**WHAT TO DO**
[1] List every personal name that appears in the mailing-list post below, including its signature lines.
[2] Summarize the mailing-list post below in two sentences.

**SOURCE PASSAGE**
━━━━━━━━━━━━━━━━━━━━
For people wanting to try WIP code you don't need it in mainline.
Stable kernels will anyway usually contain months old code of the
WIP filesystem that is not usable for testing, so for any meaningful
testing you will still have to follow the btrfs tree and not mainline.
This is not meant as a statement on the quality of ext4 or btrfs, or any
comparison of the development times of ext4 and btrfs, but for ext4 the
advantages Andrew thinks would happen with an early btrfs merge do not
seem to have happened.
I just realize that I forgot to add Ted and the ext4 mailing list into
the Cc of my first email. Adding them to the Cc, so if I'm talking
nonsense about the experiences with ext4 they can correct me.
> -serge
cu
Adrian
--
"Is there not promise of rain?" Ling Tan asked suddenly out
of the darkness. There had been need of rain for many days.
━━━━━━━━━━━━━━━━━━━━
**ITEMS**
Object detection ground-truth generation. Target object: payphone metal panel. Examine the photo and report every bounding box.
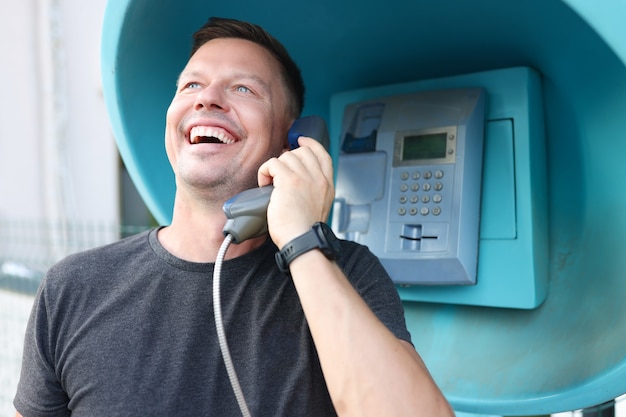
[333,88,485,285]
[330,67,549,309]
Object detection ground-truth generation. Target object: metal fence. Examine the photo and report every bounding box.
[0,219,149,417]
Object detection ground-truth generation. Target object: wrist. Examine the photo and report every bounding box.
[276,222,341,275]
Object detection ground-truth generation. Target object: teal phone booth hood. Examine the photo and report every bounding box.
[102,0,626,415]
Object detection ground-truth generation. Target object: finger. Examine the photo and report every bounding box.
[298,136,333,183]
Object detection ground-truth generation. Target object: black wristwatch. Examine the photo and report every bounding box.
[276,222,341,275]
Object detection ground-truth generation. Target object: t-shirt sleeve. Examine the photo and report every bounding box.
[339,241,412,344]
[13,279,70,417]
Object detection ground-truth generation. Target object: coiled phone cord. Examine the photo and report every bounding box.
[213,233,251,417]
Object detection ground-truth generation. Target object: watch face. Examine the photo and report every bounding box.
[319,223,341,259]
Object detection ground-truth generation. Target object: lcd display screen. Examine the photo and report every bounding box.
[402,132,448,161]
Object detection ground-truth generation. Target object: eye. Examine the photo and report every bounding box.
[185,81,200,89]
[235,85,252,93]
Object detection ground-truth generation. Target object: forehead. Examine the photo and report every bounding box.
[183,38,282,82]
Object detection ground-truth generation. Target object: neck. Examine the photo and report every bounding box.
[158,193,267,262]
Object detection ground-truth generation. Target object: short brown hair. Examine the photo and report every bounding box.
[191,17,304,117]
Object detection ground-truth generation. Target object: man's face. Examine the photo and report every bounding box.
[165,38,293,198]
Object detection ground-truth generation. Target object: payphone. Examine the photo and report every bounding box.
[332,88,486,285]
[330,67,549,309]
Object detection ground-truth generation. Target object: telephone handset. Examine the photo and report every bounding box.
[223,116,330,243]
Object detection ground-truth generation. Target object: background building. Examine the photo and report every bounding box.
[0,0,151,417]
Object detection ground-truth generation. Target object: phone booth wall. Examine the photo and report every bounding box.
[102,0,626,415]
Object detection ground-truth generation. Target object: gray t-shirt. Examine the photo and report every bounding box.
[14,230,410,417]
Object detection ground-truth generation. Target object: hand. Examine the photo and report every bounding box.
[258,137,335,249]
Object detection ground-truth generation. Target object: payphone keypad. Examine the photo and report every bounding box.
[390,166,452,221]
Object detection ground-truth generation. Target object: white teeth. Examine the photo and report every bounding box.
[189,126,235,145]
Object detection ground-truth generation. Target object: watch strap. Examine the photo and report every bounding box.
[276,224,323,274]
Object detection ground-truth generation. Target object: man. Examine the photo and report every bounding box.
[14,18,453,417]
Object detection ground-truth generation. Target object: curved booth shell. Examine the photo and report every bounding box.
[102,0,626,415]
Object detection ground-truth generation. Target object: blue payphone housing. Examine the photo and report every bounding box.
[102,0,626,415]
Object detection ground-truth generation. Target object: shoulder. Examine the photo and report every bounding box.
[42,231,153,291]
[337,240,387,276]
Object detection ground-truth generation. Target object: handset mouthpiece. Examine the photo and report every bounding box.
[223,185,274,243]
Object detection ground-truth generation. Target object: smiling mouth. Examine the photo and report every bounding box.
[189,126,237,145]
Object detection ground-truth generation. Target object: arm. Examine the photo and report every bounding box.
[259,138,454,416]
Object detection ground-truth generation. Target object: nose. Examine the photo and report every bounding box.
[194,84,228,111]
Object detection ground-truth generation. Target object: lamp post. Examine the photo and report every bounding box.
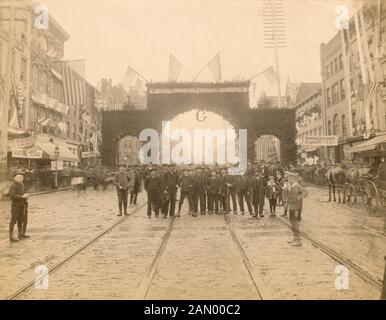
[54,146,60,189]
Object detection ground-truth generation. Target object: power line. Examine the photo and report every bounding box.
[123,6,156,77]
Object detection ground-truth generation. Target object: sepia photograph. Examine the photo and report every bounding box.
[0,0,386,304]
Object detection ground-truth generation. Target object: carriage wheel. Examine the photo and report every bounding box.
[346,183,357,207]
[363,181,379,213]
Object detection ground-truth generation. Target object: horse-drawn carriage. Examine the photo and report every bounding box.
[326,162,386,213]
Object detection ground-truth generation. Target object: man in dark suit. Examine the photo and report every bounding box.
[8,174,29,242]
[192,167,207,215]
[145,168,162,218]
[177,169,195,217]
[206,170,221,214]
[161,164,178,218]
[251,169,266,217]
[114,165,130,216]
[235,173,253,215]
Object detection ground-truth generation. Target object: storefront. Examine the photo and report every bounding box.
[8,134,79,186]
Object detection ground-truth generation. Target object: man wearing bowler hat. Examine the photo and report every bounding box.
[114,164,130,216]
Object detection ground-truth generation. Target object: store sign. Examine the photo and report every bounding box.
[12,148,43,159]
[302,136,338,147]
[82,151,99,159]
[31,92,70,114]
[51,160,63,171]
[8,136,36,149]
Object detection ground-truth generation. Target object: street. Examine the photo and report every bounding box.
[0,187,386,300]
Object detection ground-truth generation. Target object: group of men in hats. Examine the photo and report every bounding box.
[140,162,305,219]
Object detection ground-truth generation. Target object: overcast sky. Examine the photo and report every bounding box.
[43,0,350,93]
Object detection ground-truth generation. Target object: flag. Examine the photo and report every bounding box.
[65,59,86,79]
[169,54,182,82]
[208,52,221,82]
[263,66,279,84]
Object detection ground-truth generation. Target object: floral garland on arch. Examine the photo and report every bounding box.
[101,104,297,166]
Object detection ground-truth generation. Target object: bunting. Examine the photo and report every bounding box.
[208,52,221,82]
[169,54,182,82]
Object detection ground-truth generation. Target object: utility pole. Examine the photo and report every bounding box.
[0,1,16,180]
[263,0,286,108]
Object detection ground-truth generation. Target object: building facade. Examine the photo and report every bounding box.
[320,1,386,162]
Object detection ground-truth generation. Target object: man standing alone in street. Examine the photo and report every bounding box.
[9,174,29,242]
[114,165,130,216]
[161,163,179,218]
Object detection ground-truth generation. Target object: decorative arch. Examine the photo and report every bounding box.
[101,82,297,166]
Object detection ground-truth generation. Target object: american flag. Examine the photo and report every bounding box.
[169,54,182,82]
[208,52,221,82]
[263,66,279,84]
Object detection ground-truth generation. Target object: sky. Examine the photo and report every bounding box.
[43,0,350,94]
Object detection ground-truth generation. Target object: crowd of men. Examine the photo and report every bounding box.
[111,161,307,220]
[9,161,307,242]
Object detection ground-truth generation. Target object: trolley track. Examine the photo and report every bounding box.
[274,217,383,290]
[7,203,147,300]
[224,214,270,300]
[134,217,175,300]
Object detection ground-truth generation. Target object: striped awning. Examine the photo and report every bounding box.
[348,135,386,153]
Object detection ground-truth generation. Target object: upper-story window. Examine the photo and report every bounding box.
[326,65,330,79]
[20,58,27,84]
[339,55,343,70]
[332,114,340,135]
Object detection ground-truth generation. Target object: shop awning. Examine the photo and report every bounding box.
[348,135,386,153]
[37,141,79,162]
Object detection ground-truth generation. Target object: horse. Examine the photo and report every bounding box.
[326,165,346,203]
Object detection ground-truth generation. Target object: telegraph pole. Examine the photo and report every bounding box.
[263,0,286,108]
[0,1,16,180]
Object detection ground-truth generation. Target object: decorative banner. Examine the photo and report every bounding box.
[302,136,339,147]
[51,160,63,171]
[12,148,43,159]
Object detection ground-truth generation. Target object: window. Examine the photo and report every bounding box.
[38,69,47,93]
[326,88,331,107]
[332,114,340,135]
[342,115,347,137]
[339,79,346,100]
[339,55,343,70]
[20,58,27,83]
[32,64,39,90]
[332,83,339,104]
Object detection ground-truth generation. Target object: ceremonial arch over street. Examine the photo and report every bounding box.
[101,81,296,166]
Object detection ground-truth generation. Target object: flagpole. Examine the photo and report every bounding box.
[248,66,271,81]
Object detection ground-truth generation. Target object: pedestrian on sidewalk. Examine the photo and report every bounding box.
[177,168,196,217]
[114,165,130,216]
[281,176,289,217]
[129,168,140,207]
[145,168,162,218]
[8,174,29,242]
[266,176,279,217]
[288,173,308,246]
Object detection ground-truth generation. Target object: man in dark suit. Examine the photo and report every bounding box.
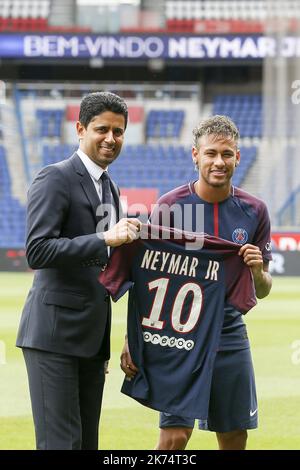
━━━━━━━━━━━━━━━━━━━━
**PROBLEM SOLUTIONS**
[1] Andrew, Ted, serge, Adrian, Ling Tan

[2] Work-in-progress code does not need to be in mainline for people to try it, because stable kernels would usually carry months-old code of the WIP filesystem that is unusable for testing, so meaningful testing still requires following the btrfs tree. For ext4, the advantages Andrew expects from an early btrfs merge do not seem to have happened, and Ted and the ext4 mailing list are added to the Cc so they can correct any errors about the ext4 experience.